### Goal
Render the material below as a two-column CSV with the header text,answer, giving one row per item. Put each item's text and its answer in separate quoted fields, and replace every line break inside a field with a space.

..........

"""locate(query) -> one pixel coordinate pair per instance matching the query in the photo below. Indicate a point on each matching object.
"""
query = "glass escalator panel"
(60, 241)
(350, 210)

..........

### Complete output
text,answer
"""""""locate(query) -> one pixel coordinate pair per instance matching the query in the photo below. Indicate a point on each matching object. """""" query = ""glass escalator panel""","(60, 241) (350, 210)"